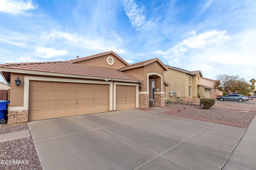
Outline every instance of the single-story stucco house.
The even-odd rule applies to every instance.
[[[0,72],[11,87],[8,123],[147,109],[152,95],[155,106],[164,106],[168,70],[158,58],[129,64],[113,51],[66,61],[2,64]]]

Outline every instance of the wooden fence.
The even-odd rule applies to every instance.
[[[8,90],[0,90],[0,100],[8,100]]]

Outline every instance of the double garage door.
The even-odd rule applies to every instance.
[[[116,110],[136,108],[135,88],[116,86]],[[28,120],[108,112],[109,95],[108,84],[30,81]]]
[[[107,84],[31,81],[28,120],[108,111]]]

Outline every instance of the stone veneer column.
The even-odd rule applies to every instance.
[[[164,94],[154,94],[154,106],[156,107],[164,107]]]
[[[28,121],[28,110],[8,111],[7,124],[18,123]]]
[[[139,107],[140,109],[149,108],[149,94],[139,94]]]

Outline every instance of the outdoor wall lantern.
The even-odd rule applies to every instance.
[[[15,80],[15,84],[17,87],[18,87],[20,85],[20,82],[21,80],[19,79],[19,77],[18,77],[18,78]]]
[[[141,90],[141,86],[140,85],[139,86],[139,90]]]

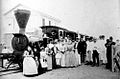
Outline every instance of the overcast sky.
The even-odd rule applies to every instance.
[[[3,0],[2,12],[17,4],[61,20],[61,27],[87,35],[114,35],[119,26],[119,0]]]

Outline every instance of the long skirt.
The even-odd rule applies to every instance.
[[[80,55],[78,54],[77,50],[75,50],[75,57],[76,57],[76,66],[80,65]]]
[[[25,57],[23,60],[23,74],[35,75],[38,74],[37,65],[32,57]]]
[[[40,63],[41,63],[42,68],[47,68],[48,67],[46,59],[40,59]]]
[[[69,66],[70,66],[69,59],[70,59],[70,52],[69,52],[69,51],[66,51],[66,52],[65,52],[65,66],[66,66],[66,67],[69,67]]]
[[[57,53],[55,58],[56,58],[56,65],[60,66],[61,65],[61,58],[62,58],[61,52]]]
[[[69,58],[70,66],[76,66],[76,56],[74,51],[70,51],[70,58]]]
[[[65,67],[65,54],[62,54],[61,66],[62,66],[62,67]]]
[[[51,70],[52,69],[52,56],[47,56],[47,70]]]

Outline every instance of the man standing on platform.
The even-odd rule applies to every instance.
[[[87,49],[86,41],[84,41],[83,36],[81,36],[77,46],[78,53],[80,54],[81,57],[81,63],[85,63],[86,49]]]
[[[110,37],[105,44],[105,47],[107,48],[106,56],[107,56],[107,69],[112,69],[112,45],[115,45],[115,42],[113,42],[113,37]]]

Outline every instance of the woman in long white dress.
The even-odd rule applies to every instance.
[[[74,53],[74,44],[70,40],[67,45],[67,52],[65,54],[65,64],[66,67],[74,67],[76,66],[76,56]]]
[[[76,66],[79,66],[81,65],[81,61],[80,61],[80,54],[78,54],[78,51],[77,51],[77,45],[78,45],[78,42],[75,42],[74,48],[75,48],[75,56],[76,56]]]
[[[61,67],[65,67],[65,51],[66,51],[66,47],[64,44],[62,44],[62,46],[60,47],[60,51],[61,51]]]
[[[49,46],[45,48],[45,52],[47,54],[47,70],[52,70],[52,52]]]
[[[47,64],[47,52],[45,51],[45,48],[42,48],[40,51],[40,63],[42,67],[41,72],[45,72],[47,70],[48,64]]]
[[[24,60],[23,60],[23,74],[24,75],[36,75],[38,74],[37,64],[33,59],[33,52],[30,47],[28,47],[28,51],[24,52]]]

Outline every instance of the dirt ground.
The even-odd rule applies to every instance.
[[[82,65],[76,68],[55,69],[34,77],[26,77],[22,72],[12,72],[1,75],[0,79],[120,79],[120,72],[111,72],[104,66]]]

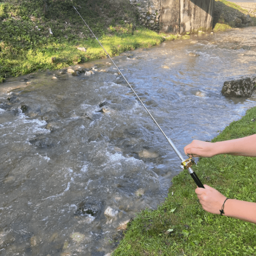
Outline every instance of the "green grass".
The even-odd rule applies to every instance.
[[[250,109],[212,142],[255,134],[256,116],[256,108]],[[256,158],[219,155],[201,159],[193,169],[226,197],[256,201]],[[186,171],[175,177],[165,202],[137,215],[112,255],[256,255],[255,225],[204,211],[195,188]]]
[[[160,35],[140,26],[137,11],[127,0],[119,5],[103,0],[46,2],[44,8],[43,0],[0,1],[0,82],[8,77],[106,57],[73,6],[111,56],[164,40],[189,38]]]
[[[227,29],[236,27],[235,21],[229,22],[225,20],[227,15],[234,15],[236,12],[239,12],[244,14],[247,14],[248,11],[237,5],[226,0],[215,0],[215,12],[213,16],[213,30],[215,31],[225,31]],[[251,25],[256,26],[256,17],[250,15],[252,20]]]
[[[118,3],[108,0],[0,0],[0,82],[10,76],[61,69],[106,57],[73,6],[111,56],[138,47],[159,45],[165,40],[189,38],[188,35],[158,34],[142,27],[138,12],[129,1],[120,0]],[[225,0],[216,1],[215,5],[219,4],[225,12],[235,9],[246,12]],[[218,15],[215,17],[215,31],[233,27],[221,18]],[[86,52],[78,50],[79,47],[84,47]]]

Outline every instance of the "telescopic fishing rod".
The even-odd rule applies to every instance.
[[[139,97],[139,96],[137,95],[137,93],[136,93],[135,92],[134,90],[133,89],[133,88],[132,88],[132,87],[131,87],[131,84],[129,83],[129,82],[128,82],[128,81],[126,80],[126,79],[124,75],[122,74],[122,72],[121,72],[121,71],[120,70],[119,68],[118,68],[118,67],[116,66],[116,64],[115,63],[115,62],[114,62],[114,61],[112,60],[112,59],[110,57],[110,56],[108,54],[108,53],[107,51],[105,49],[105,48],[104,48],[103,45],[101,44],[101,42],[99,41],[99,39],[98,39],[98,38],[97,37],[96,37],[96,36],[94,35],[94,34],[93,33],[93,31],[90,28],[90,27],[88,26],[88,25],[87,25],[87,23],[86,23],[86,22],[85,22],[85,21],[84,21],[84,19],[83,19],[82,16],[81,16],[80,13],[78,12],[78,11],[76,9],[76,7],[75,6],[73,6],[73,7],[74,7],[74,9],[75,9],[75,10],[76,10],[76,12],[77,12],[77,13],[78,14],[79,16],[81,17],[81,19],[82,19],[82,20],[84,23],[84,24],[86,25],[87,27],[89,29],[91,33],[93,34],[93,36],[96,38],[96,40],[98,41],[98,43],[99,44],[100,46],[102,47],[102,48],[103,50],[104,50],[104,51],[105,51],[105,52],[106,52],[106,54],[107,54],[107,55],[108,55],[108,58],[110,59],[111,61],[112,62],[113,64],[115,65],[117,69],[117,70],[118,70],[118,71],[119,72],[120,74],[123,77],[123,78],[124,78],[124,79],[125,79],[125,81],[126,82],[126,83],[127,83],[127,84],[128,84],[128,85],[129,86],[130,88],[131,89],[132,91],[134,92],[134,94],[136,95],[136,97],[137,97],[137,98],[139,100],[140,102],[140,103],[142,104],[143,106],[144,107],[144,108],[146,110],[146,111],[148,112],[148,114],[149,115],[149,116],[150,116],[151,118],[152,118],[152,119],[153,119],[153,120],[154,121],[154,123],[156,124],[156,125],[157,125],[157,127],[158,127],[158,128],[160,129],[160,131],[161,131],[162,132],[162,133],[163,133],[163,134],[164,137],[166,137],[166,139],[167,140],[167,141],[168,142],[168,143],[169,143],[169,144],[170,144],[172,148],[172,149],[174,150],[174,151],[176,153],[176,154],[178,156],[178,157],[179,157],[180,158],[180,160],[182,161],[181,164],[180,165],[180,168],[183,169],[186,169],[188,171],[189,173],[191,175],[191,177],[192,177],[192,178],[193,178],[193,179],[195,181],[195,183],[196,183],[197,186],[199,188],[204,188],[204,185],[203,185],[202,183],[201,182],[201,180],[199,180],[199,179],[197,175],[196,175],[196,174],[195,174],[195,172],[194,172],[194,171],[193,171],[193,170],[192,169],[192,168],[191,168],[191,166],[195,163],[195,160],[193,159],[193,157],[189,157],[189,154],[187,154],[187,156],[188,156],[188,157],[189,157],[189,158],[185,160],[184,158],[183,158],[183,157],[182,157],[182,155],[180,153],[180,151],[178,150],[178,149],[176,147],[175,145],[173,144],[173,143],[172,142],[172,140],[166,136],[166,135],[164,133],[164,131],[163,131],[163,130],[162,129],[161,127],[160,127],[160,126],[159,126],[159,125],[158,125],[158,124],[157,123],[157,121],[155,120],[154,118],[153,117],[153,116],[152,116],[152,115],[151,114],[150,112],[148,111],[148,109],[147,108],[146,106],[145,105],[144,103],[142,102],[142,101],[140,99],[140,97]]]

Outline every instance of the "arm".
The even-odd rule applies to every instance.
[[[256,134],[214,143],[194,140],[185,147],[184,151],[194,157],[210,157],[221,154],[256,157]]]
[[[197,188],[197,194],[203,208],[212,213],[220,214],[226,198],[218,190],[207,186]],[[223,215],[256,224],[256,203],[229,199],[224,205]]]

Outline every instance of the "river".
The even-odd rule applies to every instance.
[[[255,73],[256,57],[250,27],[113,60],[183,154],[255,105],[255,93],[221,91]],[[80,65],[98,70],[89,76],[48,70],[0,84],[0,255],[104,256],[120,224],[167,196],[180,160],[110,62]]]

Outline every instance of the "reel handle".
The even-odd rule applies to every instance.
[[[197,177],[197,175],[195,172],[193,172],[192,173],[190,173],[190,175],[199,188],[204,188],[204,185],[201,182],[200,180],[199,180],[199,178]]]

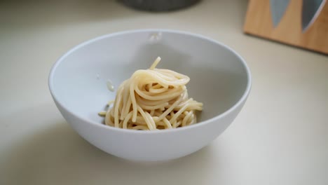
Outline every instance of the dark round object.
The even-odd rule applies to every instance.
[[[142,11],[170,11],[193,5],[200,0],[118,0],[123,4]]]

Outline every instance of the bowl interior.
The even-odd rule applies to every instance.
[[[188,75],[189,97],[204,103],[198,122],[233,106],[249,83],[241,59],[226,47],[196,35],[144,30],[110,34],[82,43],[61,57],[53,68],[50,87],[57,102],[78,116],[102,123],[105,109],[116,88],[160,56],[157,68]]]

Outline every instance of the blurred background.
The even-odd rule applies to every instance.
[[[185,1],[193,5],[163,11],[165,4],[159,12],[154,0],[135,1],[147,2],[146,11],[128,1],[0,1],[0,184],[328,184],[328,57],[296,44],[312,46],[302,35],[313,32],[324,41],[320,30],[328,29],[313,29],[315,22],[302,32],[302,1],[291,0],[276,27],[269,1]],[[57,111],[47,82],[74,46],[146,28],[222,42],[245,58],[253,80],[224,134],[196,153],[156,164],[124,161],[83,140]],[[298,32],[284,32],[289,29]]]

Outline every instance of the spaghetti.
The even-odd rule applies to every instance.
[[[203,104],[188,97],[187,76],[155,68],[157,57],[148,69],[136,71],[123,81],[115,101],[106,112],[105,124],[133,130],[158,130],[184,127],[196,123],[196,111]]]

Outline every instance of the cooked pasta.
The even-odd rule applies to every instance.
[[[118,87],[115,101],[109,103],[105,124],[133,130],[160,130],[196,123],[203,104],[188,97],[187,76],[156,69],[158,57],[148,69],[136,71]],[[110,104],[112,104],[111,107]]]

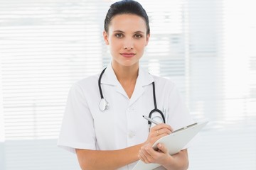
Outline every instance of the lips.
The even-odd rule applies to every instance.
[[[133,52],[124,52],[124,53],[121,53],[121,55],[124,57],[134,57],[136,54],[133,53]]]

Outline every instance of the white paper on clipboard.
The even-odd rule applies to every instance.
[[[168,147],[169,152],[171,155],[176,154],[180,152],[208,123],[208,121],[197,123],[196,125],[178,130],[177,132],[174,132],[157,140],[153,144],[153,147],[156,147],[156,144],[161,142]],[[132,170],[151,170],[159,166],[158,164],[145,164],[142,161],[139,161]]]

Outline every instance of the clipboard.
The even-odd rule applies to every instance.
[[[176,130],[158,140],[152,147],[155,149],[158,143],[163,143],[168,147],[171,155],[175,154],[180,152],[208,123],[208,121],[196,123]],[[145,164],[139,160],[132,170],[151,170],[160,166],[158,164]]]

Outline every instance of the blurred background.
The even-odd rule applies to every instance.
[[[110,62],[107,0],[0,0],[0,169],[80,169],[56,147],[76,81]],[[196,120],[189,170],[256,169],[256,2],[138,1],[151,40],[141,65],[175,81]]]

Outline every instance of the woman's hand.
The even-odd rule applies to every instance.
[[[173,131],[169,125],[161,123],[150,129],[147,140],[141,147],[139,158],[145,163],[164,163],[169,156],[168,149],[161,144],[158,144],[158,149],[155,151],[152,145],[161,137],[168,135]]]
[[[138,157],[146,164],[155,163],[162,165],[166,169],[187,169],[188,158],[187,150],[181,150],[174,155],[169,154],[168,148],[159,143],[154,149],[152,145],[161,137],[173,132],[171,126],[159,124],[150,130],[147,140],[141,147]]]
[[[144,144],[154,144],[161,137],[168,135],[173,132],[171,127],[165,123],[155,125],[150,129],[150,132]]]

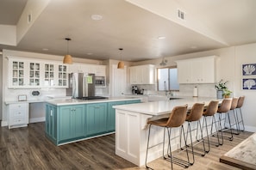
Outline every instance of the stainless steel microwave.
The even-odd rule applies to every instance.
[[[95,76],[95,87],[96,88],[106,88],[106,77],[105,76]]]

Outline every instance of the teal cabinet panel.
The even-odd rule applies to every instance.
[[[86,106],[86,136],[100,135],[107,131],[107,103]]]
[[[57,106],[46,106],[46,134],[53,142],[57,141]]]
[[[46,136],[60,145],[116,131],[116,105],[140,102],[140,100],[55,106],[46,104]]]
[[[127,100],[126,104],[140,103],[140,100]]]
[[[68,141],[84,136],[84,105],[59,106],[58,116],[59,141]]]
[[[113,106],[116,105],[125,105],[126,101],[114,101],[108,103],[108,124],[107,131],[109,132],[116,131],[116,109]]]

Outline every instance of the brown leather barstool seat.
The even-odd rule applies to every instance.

▶ _WHAT NEEDS TO BE DONE_
Please give the material as a JSON list of strings, one string per line, beginning at the very start and going on through the line that contains "[[[51,70],[52,69],[52,56],[47,56],[47,70]]]", with blank lines left out. Leave the pictures out of the answer.

▶ _WRITTEN SOLUTION_
[
  "Outline every instance of the single-story stucco house.",
  "The even-odd rule applies to every instance.",
  "[[[0,72],[11,87],[8,123],[147,109],[152,95],[155,106],[164,106],[168,70],[158,58],[129,64],[113,51],[66,61],[2,64]]]",
  "Outline every instance of the wooden fence.",
  "The even-odd rule applies to every instance.",
  "[[[8,90],[0,90],[0,100],[8,100]]]",
  "Outline every instance of the double garage door.",
  "The even-odd rule applies to every instance.",
  "[[[116,110],[136,108],[135,88],[116,86]],[[28,120],[108,112],[109,95],[108,84],[30,81]]]",
  "[[[107,84],[31,81],[28,120],[108,111]]]",
  "Outline every instance of the stone veneer column.",
  "The even-odd rule applies to every instance.",
  "[[[164,94],[154,94],[154,106],[156,107],[164,107]]]",
  "[[[28,121],[28,110],[8,111],[7,124],[18,123]]]",
  "[[[139,107],[140,109],[149,108],[149,94],[139,94]]]",
  "Outline every instance of the outdoor wall lantern.",
  "The even-odd rule applies to every instance.",
  "[[[15,80],[15,84],[17,87],[18,87],[20,85],[20,82],[21,80],[19,79],[19,77],[18,77],[18,78]]]",
  "[[[141,90],[141,86],[140,85],[139,86],[139,90]]]",
  "Outline every instance of the overcast sky.",
  "The even-odd rule applies to every instance.",
  "[[[3,0],[2,12],[17,4],[61,20],[61,27],[87,35],[114,35],[119,26],[119,0]]]",
  "Outline every instance of the long skirt.",
  "The even-odd rule applies to every instance.",
  "[[[80,55],[78,54],[77,50],[75,50],[75,57],[76,57],[76,66],[80,65]]]",
  "[[[25,57],[23,60],[23,74],[35,75],[38,74],[37,65],[32,57]]]",
  "[[[40,63],[41,63],[42,68],[47,68],[48,67],[46,59],[40,59]]]",
  "[[[69,66],[70,66],[69,59],[70,59],[70,52],[69,52],[69,51],[66,51],[66,52],[65,52],[65,66],[66,66],[66,67],[69,67]]]",
  "[[[57,53],[55,58],[56,58],[56,65],[60,66],[61,65],[61,58],[62,58],[61,52]]]",
  "[[[69,58],[70,66],[76,66],[76,56],[74,51],[70,51],[70,58]]]",
  "[[[65,67],[65,54],[62,54],[61,66],[62,66],[62,67]]]",
  "[[[51,70],[52,69],[52,56],[47,56],[47,70]]]"
]